- **The exercise**
Copy the data below verbatim, omitting any pictures from the answer.

(Entries drawn from a dataset)

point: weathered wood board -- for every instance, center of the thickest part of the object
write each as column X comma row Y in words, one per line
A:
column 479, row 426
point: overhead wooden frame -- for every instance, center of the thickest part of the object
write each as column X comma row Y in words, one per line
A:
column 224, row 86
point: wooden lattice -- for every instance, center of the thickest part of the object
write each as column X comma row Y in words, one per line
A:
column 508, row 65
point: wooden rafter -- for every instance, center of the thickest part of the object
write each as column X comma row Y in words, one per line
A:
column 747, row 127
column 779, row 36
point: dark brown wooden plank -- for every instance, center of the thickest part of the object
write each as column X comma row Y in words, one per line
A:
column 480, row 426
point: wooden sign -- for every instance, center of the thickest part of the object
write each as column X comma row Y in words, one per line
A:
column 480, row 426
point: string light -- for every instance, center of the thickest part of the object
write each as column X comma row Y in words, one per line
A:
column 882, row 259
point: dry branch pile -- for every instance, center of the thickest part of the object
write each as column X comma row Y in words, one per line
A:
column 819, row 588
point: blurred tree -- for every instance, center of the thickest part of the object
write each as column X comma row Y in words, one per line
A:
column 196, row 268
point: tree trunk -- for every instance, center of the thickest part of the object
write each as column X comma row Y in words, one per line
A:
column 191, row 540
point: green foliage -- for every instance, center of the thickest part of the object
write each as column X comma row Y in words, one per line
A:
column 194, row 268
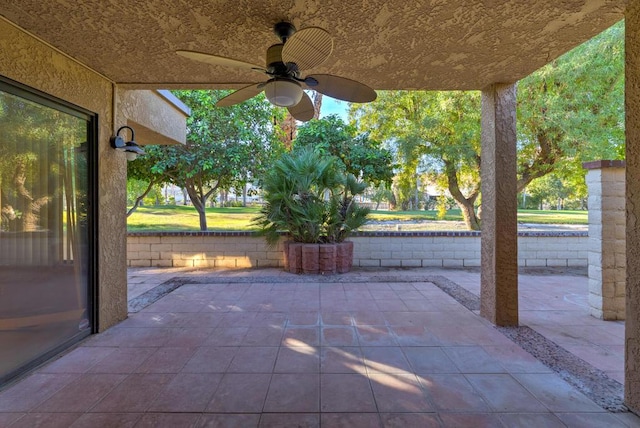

- **Problem solution**
point: weathered wood board -- for every instance, center of the thickest part of the object
write each as column X comma row Y in words, one per line
A:
column 479, row 426
point: overhead wooden frame -- for every instance, center of the thickest part of the object
write each as column X comma row Y in words, one per line
A:
column 224, row 86
point: wooden lattice -- for every instance, center of the thickest part of the object
write each as column X comma row Y in words, one per line
A:
column 508, row 65
point: wooden rafter -- for every instance, center of the thickest part of the object
write each as column X comma row Y in words, one per line
A:
column 747, row 127
column 779, row 36
point: dark brown wooden plank -- for every instance, center of the thickest part of the object
write each as column X comma row Y in words, one per line
A:
column 480, row 426
point: wooden sign -- for every instance, center of the thickest part of the object
write each as column X comma row Y in words, one per line
A:
column 480, row 426
point: string light -- for every instance, center of the thickest part of the object
write each as column X comma row Y in words, one per line
A:
column 882, row 259
point: dry branch pile -- for every instance, center of the thickest part of the object
write each as column X comma row Y in words, one per line
A:
column 819, row 588
point: blurred tree -- for every instance, center of the thickest part of the object
write each as column X comma row Y in words, one per line
A:
column 196, row 268
point: tree trunk -- for every instance, center of the thickest part of the object
write each as column X comma row Y in words, one per line
A:
column 191, row 540
point: green foliage -- for every instance, center of the thickest part of the object
write each as column X comma row Y in words, one per line
A:
column 194, row 268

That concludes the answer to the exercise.